Prompt -
Rewrite the data below as a JSON list of strings, one string per line, leaving out blank lines.

Exercise data -
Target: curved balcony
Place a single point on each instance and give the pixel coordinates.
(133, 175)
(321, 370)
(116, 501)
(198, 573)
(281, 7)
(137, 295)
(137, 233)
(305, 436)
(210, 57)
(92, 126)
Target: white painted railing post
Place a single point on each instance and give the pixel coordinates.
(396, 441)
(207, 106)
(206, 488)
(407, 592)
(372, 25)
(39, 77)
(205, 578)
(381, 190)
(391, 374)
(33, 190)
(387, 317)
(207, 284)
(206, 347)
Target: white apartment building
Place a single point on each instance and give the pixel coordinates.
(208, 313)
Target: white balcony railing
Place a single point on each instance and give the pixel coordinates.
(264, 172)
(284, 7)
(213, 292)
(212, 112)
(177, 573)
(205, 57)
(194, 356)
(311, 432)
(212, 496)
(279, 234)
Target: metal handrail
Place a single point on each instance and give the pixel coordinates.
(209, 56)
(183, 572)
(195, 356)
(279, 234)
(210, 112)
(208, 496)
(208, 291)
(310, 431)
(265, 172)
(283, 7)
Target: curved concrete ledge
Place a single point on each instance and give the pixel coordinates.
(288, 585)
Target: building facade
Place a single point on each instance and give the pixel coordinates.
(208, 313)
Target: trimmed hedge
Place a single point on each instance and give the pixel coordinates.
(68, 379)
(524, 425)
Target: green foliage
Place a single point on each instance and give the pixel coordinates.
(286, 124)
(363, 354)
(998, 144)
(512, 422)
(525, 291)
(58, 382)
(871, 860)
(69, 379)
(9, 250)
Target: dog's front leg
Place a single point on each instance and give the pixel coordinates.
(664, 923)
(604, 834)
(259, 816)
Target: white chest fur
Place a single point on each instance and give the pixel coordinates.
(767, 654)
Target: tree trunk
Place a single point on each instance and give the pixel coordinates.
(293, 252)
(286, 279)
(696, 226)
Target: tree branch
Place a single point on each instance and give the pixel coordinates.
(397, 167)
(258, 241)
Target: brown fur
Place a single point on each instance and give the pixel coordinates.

Completed task -
[
  "Target: curved balcony",
  "Place a single point on each instance and give the pixel coordinates.",
  "(133, 175)",
  "(321, 370)",
  "(116, 501)",
  "(198, 573)",
  "(281, 7)",
  "(137, 295)",
  "(137, 233)",
  "(305, 436)",
  "(210, 57)",
  "(92, 126)",
  "Target: white painted railing post",
  "Place a single point on each instance and give the pixel coordinates.",
  "(396, 441)",
  "(207, 106)",
  "(206, 488)",
  "(407, 592)",
  "(372, 25)",
  "(39, 77)",
  "(205, 578)",
  "(381, 190)",
  "(391, 374)",
  "(33, 190)",
  "(387, 317)",
  "(207, 284)",
  "(206, 347)",
  "Target: white apartment building",
  "Place a single point on each instance and give the pixel coordinates.",
  "(208, 313)",
  "Target: white balcony railing",
  "Place a single point on each instance and give the pixel coordinates.",
  "(264, 172)",
  "(284, 7)",
  "(213, 292)",
  "(212, 112)",
  "(177, 573)",
  "(205, 57)",
  "(194, 356)",
  "(311, 432)",
  "(212, 496)",
  "(279, 234)",
  "Target: metal handrail",
  "Place a single point on each instance and give the pixel coordinates.",
  "(209, 56)",
  "(183, 572)",
  "(195, 356)",
  "(279, 234)",
  "(210, 112)",
  "(208, 496)",
  "(208, 291)",
  "(310, 431)",
  "(265, 172)",
  "(283, 7)",
  "Target: curved concrete ledge",
  "Place a single point on each instance and give the pixel coordinates.",
  "(288, 585)",
  "Target: building facade",
  "Place a single point on each instance and give the pixel coordinates.",
  "(208, 313)",
  "Target: trimmed hedge",
  "Place a single point on each instance and give the pixel coordinates.",
  "(68, 379)",
  "(524, 425)",
  "Target: green foliage",
  "Place a single point on each instance and give the pixel coordinates.",
  "(286, 124)",
  "(363, 354)",
  "(998, 144)",
  "(512, 422)",
  "(525, 291)",
  "(58, 382)",
  "(871, 860)",
  "(69, 379)",
  "(9, 250)",
  "Target: dog's front leg",
  "Place a single point on each instance and give the pixel coordinates.",
  "(664, 923)",
  "(604, 834)",
  "(259, 816)",
  "Target: white chest fur",
  "Place a single point on each instance and give the pixel coordinates.",
  "(767, 654)",
  "Target: tree trunk",
  "Place a single point on each instance and give the pixel coordinates.",
  "(293, 252)",
  "(286, 279)",
  "(696, 226)",
  "Target: tree branch",
  "Place a single point on each instance and give the pixel coordinates.",
  "(397, 167)",
  "(258, 241)",
  "Target: brown fur",
  "Place a single point on each instance and give the pixel coordinates."
]